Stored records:

......

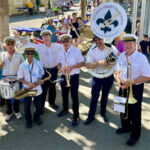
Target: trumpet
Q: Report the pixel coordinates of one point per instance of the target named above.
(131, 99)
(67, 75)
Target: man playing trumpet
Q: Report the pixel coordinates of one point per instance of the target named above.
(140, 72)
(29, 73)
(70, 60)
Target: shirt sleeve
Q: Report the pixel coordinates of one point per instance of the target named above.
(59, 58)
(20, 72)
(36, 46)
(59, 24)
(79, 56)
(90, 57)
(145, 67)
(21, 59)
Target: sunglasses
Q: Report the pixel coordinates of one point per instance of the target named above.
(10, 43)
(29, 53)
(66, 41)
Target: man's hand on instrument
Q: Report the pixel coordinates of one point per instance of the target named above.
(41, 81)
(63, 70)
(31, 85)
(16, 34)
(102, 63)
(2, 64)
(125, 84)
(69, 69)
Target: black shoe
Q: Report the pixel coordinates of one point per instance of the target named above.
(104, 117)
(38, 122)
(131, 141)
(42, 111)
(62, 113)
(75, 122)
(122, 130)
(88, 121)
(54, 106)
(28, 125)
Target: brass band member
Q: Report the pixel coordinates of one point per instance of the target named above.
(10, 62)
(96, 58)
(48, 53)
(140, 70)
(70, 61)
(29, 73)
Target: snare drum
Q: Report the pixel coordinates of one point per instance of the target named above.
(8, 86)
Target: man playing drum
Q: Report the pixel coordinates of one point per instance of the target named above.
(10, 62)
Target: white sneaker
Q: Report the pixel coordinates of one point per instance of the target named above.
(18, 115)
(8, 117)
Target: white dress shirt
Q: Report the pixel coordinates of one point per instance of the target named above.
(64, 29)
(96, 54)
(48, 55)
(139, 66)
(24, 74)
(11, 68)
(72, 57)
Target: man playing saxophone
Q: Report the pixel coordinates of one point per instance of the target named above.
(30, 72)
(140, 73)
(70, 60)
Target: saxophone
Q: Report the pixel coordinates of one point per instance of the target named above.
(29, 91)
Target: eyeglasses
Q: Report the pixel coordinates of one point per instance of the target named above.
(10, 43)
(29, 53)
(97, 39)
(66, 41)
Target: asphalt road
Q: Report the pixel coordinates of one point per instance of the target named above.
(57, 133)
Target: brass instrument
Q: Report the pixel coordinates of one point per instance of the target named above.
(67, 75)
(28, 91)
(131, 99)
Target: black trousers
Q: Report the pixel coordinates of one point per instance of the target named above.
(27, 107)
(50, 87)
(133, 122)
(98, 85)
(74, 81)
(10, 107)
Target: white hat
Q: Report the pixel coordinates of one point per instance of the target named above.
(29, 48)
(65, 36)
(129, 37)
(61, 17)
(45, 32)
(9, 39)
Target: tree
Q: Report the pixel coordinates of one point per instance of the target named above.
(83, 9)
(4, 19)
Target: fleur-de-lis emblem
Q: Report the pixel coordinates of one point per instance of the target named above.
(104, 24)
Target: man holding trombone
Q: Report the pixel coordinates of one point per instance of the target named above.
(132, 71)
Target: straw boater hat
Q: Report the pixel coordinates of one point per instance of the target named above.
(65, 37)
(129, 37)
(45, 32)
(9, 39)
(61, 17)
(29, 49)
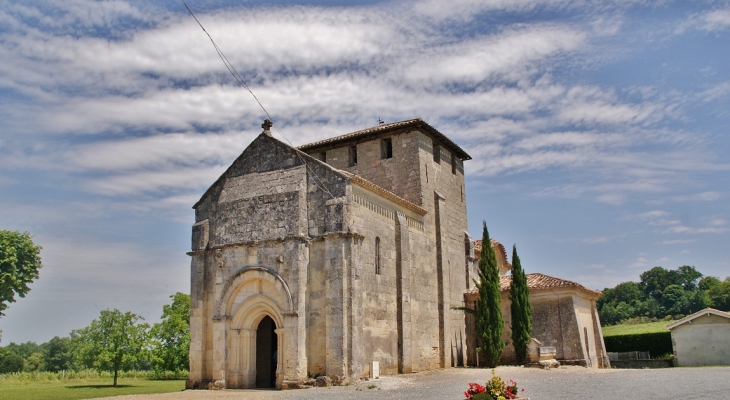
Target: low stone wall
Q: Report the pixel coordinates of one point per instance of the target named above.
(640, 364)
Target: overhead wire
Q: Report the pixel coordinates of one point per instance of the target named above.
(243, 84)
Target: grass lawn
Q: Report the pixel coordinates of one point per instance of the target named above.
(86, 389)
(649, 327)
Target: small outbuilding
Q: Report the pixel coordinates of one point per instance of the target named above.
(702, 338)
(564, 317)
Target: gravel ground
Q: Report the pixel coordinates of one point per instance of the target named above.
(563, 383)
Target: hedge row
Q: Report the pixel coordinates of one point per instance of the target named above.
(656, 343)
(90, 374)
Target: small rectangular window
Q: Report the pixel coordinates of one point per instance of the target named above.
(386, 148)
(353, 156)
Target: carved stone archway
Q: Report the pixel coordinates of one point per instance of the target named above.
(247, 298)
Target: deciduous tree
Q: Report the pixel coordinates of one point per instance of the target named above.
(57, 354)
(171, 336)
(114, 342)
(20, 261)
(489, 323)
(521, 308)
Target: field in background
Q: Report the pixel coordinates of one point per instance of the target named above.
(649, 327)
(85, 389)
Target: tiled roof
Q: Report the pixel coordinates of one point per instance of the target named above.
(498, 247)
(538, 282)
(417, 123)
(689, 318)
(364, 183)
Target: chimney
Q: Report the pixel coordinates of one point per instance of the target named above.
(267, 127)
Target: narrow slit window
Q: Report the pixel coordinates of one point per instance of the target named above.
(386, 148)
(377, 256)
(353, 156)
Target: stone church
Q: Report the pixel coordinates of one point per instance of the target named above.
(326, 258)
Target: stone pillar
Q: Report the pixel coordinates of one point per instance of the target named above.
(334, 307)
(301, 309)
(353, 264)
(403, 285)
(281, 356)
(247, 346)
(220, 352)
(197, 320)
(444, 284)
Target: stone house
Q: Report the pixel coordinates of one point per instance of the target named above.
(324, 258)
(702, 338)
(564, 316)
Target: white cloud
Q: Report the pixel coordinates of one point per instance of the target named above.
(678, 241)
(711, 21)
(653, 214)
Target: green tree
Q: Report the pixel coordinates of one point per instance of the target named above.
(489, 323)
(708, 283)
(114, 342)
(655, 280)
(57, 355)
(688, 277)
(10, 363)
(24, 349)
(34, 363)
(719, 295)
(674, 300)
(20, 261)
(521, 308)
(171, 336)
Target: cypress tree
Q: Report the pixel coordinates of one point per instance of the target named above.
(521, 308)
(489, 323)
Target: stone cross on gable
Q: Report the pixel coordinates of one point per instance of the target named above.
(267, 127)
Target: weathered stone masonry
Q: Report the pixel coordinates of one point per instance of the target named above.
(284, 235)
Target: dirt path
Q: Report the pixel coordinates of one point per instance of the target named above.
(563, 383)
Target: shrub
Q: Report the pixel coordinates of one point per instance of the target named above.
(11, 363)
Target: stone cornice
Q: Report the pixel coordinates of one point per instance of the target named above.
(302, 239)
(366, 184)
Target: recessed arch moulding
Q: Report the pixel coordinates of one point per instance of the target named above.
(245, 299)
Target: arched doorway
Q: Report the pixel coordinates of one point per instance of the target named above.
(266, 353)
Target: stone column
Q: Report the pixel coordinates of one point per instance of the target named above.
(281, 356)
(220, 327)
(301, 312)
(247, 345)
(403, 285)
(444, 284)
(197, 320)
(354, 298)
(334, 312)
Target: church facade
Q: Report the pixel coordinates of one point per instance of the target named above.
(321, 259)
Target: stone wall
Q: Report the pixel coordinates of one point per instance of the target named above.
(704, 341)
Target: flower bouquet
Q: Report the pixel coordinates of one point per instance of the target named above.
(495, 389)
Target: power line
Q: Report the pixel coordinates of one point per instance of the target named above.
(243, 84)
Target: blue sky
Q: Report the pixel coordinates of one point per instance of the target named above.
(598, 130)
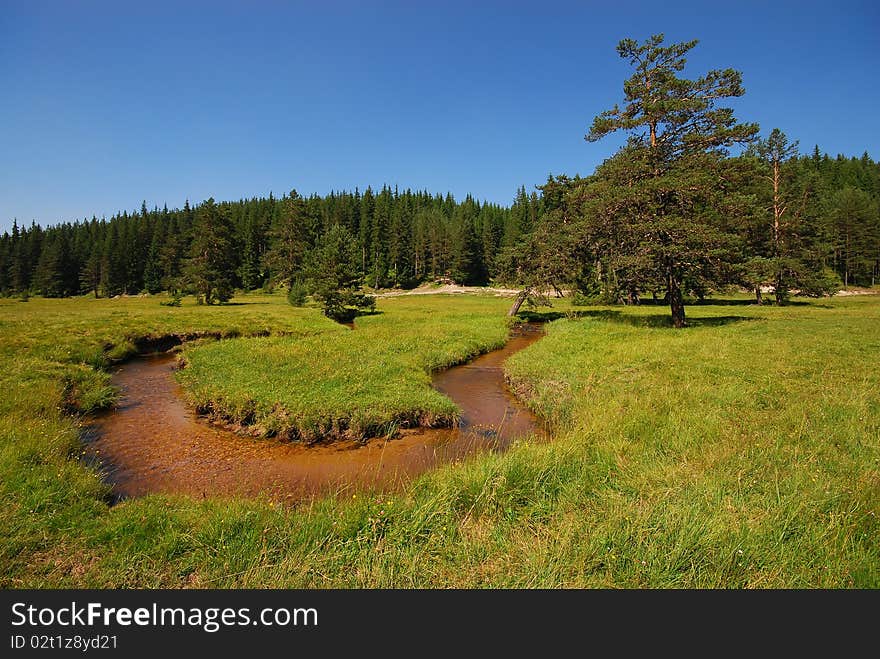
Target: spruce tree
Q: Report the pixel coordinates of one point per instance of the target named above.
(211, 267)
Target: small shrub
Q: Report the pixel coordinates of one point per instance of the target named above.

......

→ What needs to be done
Every line is to be duplicated exactly, though pictures stay out.

→ Problem solution
Target: trumpet
Q: Report the pixel coordinates of one point per instance of the target named above.
(131, 99)
(67, 75)
Target: man playing trumpet
Q: Report the pixel coordinates of one point per instance of the target named above.
(140, 72)
(29, 73)
(70, 60)
Target: shirt sleeve
Q: Report the pixel coordinates of one point per instance of the target named above.
(59, 58)
(20, 72)
(36, 46)
(59, 24)
(79, 56)
(90, 57)
(145, 67)
(21, 59)
Target: sunglasses
Q: Report the pixel coordinates of one point per instance of the target named above.
(10, 43)
(29, 53)
(66, 41)
Target: man's hand on instrument
Q: Report the pixel coordinates of one point per instance of the target named above.
(41, 81)
(63, 70)
(31, 85)
(16, 34)
(102, 63)
(2, 64)
(125, 84)
(69, 69)
Target: black shoe
Q: Report the pixel coordinates of one point per instance of the target named above.
(104, 117)
(38, 122)
(131, 141)
(42, 111)
(62, 113)
(75, 122)
(122, 130)
(88, 121)
(54, 106)
(28, 125)
Target: brass band member
Q: Report the pixel coordinates of one point per instance of the target named above.
(10, 62)
(96, 58)
(48, 53)
(140, 70)
(70, 61)
(29, 73)
Target: snare drum
Q: Report the pixel coordinates of one point per instance of the target named above.
(8, 86)
Target: man playing drum
Q: Report the pixel coordinates of one point per instance of the target named above.
(10, 62)
Target: white sneaker
Q: Report the pixel coordinates of one point per instance of the target named above.
(18, 115)
(8, 117)
Target: white dress shirt
Q: Report the pixel coordinates of one point per instance of the target named above.
(64, 29)
(96, 54)
(48, 55)
(139, 66)
(24, 74)
(11, 68)
(72, 57)
Target: man playing saxophone
Q: Report the pixel coordinates of one point per instance of the target named above.
(30, 72)
(140, 73)
(70, 60)
Target: saxophone
Q: Report the pixel coordinates of one point per instance of the target named above.
(29, 91)
Target: eyeglasses
Q: Report the pixel coordinates of one point per instance of the target named above.
(10, 43)
(29, 53)
(97, 39)
(66, 41)
Target: asphalt road
Q: Report the pixel coordinates of one point per instance of the target named above.
(57, 133)
Target: brass instrument
Q: Report the pixel coordinates of one point per instance of the target named above.
(67, 75)
(28, 91)
(131, 99)
Target: black trousers
Q: Report the pixel coordinates of one point per instance of the target named above.
(27, 107)
(50, 87)
(133, 122)
(98, 85)
(74, 81)
(10, 107)
Target: white hat
Q: Report the pixel coordinates of one point per instance of the target named above.
(29, 48)
(65, 36)
(129, 37)
(61, 17)
(45, 32)
(9, 39)
Target: tree
Q: Report the pixel coordinates of one point per instance of the target named above.
(83, 9)
(4, 19)
Target: fleur-de-lis emblem
Q: Report the pixel coordinates of one point per instance of the target named above.
(104, 24)
Target: man holding trombone
Q: Report the pixel coordinates of one point per instance of the target named above.
(132, 71)
Target: straw boater hat
Q: Report the pixel coordinates of one point per instance of the target named above.
(65, 37)
(129, 37)
(45, 32)
(9, 39)
(61, 17)
(29, 49)
Target: low stone wall
Q: Report the pixel coordinates of one point per instance of the target named above.
(640, 364)
Target: overhead wire
Q: Report the pixel coordinates of one point per instance of the target named above.
(243, 84)
Target: grass lawn
Q: Report the pixel coordinates of one point per instance of the target named above.
(86, 389)
(649, 327)
Target: small outbuilding
Q: Report the pixel coordinates of one point per instance of the target named above.
(702, 338)
(564, 317)
Target: gravel ground
Q: Report the pixel coordinates of one point per instance of the target named above.
(563, 383)
Target: hedge row
Q: Report the pixel coordinates of one point per instance of the target named above.
(656, 343)
(90, 374)
Target: small rectangular window
Q: Report the pixel coordinates of one point per instance of the target named above.
(386, 148)
(353, 156)
Target: carved stone archway
Q: Report the pixel coordinates of one point per instance of the target named above.
(247, 298)
Target: deciduous tree
Q: Report the pixel coordinates of one point per instance of the target named above.
(57, 354)
(171, 336)
(114, 342)
(20, 261)
(489, 323)
(521, 308)
Target: field in background
Q: Report the pixel coordinates of one point per instance of the target named above.
(649, 327)
(85, 389)
Target: tiled roof
Q: Report the pixel coordinates of one point per instance of the target named above.
(498, 247)
(538, 282)
(417, 123)
(689, 318)
(364, 183)
Target: chimney
Q: Report the pixel coordinates of one point per instance of the target named above.
(267, 127)
Target: narrow slit window
Q: Report the pixel coordinates of one point per instance of the target named above.
(386, 148)
(377, 256)
(353, 156)
Target: stone church
Q: Report the pixel coordinates of one point per instance of the target named above.
(326, 258)
Target: stone pillar
Q: Report the pixel coordinates of one point per instance of the target named above.
(334, 307)
(301, 309)
(353, 264)
(403, 285)
(281, 356)
(247, 346)
(220, 352)
(197, 320)
(444, 284)
Target: stone house
Q: Report the pixel coordinates of one point per instance of the target named above.
(324, 258)
(702, 338)
(564, 316)
Target: white cloud
Q: Report the pixel coordinates of one point per instance of the target named above.
(678, 241)
(711, 21)
(653, 214)
Target: green tree
Q: Report the pixel coordinates of one point per instance of the target named above.
(489, 323)
(708, 283)
(114, 342)
(655, 280)
(57, 355)
(688, 277)
(10, 363)
(24, 349)
(34, 363)
(719, 295)
(674, 300)
(20, 261)
(521, 308)
(171, 336)
Target: cypress tree
Q: Report the pixel coordinates of one point per instance of the target named above.
(521, 308)
(489, 323)
Target: stone cross on gable
Q: Report the pixel coordinates of one point per instance of the target named above.
(267, 127)
Target: weathered stone masonry
Q: Report the pixel coordinates of one point per instance of the target named above.
(284, 235)
Target: dirt path
Q: Report the pixel coordinates of one point per instance of the target named above.
(563, 383)
Target: shrub
Q: Report the pixel coordinates of one point per instance of the target named above.
(11, 363)
Target: stone cornice
Q: Report the pixel coordinates of one point per instance of the target named above.
(302, 239)
(366, 184)
Target: recessed arch moulding
Q: Report the pixel coordinates of one point per instance of the target named above.
(245, 299)
Target: arched doorway
Q: Report the pixel coordinates of one point per instance of the target named above.
(266, 353)
Target: stone column
Q: Report the pixel coordinates of one point per instance of the target named above.
(281, 356)
(220, 327)
(301, 312)
(247, 345)
(403, 285)
(444, 284)
(197, 320)
(354, 298)
(334, 312)
Target: church facade
Q: Report the pixel coordinates of one point per instance of the target named above.
(321, 259)
Target: stone wall
Q: Report the pixel coordinates of one point per instance of the target named above.
(704, 341)
Target: flower bouquet
Q: Report the pixel coordinates of one point per instance of the target named above.
(495, 389)
Target: power line
Q: Report the pixel coordinates of one point per instance of the target named above.
(243, 84)
Target: blue sky
Q: Report the pixel coordinates of one point per instance of the target named above.
(598, 130)
Target: spruce tree
Q: Report the pixel coordinates of one point per instance of the target named above.
(211, 267)
Target: small shrub
Q: Report the pixel coordinates of one point per instance of the target named above.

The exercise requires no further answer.